▸ WORK INSTRUCTIONS:
Print every line of the material below without changing a single character.

----- DATA PROVIDED

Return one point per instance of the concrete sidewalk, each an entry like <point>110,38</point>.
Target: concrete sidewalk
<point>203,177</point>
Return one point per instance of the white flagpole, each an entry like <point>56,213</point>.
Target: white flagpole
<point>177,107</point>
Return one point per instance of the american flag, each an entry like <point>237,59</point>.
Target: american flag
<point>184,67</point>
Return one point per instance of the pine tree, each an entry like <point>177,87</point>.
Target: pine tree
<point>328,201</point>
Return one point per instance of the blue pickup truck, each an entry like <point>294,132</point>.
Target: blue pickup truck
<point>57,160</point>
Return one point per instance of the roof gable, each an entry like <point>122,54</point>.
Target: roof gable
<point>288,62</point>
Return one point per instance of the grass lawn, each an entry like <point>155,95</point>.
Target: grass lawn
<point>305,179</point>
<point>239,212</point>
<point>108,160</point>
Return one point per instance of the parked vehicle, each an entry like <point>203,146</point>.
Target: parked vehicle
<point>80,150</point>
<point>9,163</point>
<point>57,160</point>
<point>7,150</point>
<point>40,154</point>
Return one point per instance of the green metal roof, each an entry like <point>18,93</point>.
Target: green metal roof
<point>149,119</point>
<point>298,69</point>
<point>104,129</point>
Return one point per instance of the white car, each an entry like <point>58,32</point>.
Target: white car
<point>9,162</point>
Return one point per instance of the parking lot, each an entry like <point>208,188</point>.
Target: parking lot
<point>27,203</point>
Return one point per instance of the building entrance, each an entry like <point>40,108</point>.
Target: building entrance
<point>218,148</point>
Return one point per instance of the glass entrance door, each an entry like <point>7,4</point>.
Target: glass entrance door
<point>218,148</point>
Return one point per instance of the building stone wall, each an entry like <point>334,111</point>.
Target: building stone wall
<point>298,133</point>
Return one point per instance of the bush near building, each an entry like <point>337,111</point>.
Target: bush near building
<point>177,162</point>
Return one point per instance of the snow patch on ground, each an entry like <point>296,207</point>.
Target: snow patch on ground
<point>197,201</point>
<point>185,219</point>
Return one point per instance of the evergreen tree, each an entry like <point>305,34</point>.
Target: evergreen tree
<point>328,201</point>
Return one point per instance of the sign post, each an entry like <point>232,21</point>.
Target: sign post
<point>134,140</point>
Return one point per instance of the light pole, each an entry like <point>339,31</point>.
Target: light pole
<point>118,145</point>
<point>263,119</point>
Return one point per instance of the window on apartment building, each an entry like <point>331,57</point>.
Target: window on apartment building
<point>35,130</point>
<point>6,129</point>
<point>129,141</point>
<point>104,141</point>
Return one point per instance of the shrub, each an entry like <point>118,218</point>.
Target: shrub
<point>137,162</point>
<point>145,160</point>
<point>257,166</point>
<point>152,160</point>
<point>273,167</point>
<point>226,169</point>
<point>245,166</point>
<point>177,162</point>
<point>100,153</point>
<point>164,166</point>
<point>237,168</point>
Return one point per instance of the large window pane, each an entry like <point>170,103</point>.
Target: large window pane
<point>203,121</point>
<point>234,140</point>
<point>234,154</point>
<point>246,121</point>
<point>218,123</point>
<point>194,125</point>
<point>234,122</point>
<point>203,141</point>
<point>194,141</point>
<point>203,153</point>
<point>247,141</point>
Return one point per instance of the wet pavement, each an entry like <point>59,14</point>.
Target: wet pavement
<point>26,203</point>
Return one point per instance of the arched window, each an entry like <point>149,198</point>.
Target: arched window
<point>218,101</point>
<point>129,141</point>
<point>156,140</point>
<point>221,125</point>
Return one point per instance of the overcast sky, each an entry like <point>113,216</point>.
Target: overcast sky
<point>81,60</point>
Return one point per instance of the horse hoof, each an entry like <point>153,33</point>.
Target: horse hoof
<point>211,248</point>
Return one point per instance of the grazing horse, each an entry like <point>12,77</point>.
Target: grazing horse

----------

▸ OUTPUT FOR THIS EXERCISE:
Return one point per instance of the concrete sidewalk, each an entry like <point>110,38</point>.
Target: concrete sidewalk
<point>203,177</point>
Return one point per instance of the white flagpole, each an entry like <point>56,213</point>.
Target: white flagpole
<point>177,107</point>
Return one point per instance of the american flag, each an entry like <point>237,59</point>.
Target: american flag
<point>184,67</point>
Return one point per instance of the pine tree, each an entry like <point>177,87</point>.
Target: pine tree
<point>328,201</point>
Return one point per instance of the blue pickup truck, each an entry like <point>294,132</point>.
Target: blue pickup truck
<point>57,160</point>
Return one point per instance of the roof gable, each an entry like <point>122,54</point>.
Target: roof gable
<point>288,62</point>
Return one point per instance of the grass lawn, each an entry like <point>155,95</point>.
Target: grass lawn
<point>305,179</point>
<point>239,212</point>
<point>108,160</point>
Return one point per instance of the parked vehicle, each an entry like <point>203,146</point>.
Target: parked vehicle
<point>80,150</point>
<point>9,163</point>
<point>57,160</point>
<point>7,150</point>
<point>40,154</point>
Return one point per instance of the green metal roof, each an entry like <point>18,93</point>.
Target: green metal roof
<point>149,119</point>
<point>298,69</point>
<point>104,129</point>
Return one point per instance of the white car, each an entry like <point>58,32</point>.
Target: white car
<point>9,162</point>
Return one point per instance of the parking lot, each an entry like <point>208,188</point>.
Target: parking lot
<point>27,203</point>
Return one point per instance of the building entrance, each an entry like <point>40,108</point>.
Target: building entrance
<point>218,148</point>
Return one point per instance of the glass entrance door, each an entry like <point>7,4</point>.
Target: glass entrance door
<point>218,148</point>
Return one point per instance of the building stone wall, each an entry like <point>334,111</point>.
Target: building stone wall
<point>298,133</point>
Return one point per instance of the bush near building, each an entry like <point>337,111</point>.
Target: bush near building
<point>177,162</point>
Return one point per instance of the snow patch on ground, each an entry like <point>296,207</point>.
Target: snow patch on ground
<point>197,201</point>
<point>185,219</point>
Return one point per instance of the evergreen tree, each an entry like <point>305,34</point>.
Target: evergreen tree
<point>328,201</point>
Return one point per instance of the sign post, each an entry like <point>232,21</point>.
Target: sign post
<point>134,140</point>
Return one point per instance of the light pole, each an entry like <point>339,31</point>.
Target: light pole
<point>118,145</point>
<point>263,119</point>
Return one point per instance of the window on apartment building, each an entry like <point>331,57</point>.
Target: window on apartment building
<point>35,130</point>
<point>6,129</point>
<point>129,141</point>
<point>104,141</point>
Return one point per instance of the shrub, each an entry like <point>118,218</point>.
Target: shrub
<point>137,162</point>
<point>145,160</point>
<point>257,166</point>
<point>152,160</point>
<point>273,167</point>
<point>226,169</point>
<point>245,166</point>
<point>177,162</point>
<point>100,153</point>
<point>164,166</point>
<point>237,168</point>
Return one point per instance of the large window pane, each an entry like <point>170,103</point>.
Target: large window pane
<point>203,121</point>
<point>234,140</point>
<point>234,154</point>
<point>246,121</point>
<point>218,123</point>
<point>194,125</point>
<point>234,122</point>
<point>203,141</point>
<point>194,141</point>
<point>203,153</point>
<point>247,141</point>
Return one point per instance of the wet pavement, each an entry like <point>59,14</point>.
Target: wet pavement
<point>26,203</point>
Return one point per instance of the arched window, each an entry like <point>149,198</point>.
Target: arched window
<point>218,101</point>
<point>129,141</point>
<point>156,140</point>
<point>221,125</point>
Return one point per instance of the overcast sky, each an entry like <point>113,216</point>.
Target: overcast sky
<point>81,60</point>
Return one point per instance of the horse hoof, each an entry like <point>153,33</point>.
Target: horse hoof
<point>211,248</point>
Return one point per instance of the grazing horse, each an entry like <point>12,77</point>.
Target: grazing horse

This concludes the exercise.